● **Exercise directions**
Format each line of the data below as a Markdown table with two columns, Row and Line. Put the row number in the first column and the line's text in the second, and omit blank lines.

(Shape labeling records)
○ ○ ○

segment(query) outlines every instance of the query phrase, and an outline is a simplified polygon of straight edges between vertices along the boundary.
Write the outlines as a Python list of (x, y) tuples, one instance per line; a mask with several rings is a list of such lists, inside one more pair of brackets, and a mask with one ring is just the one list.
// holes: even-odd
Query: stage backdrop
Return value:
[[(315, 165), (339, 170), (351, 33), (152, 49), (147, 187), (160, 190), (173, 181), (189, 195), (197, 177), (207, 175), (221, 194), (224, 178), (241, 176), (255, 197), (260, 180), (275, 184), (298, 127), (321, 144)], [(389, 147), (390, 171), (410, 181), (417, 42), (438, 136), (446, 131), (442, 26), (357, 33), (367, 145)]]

○ ○ ○

● **Task response**
| Row | Line |
|---|---|
| 1 | segment(query) outlines every instance of the query phrase, and an outline is a simplified polygon of straight edges between vertices along the boundary. |
| 2 | Write the outlines as a Python list of (x, y) tuples, one instance per line; a mask with several rings is a list of such lists, inside one more pair of brackets, and a mask with one ring is just the one list. |
| 3 | // holes: even-odd |
| 4 | Query: stage backdrop |
| 5 | Return value: |
| 6 | [[(315, 165), (339, 170), (351, 33), (152, 49), (147, 187), (160, 190), (173, 181), (189, 195), (197, 177), (207, 175), (221, 194), (224, 178), (241, 176), (255, 197), (260, 180), (275, 184), (298, 127), (321, 144)], [(389, 147), (390, 171), (410, 181), (417, 42), (438, 136), (446, 131), (442, 26), (357, 33), (367, 145)]] |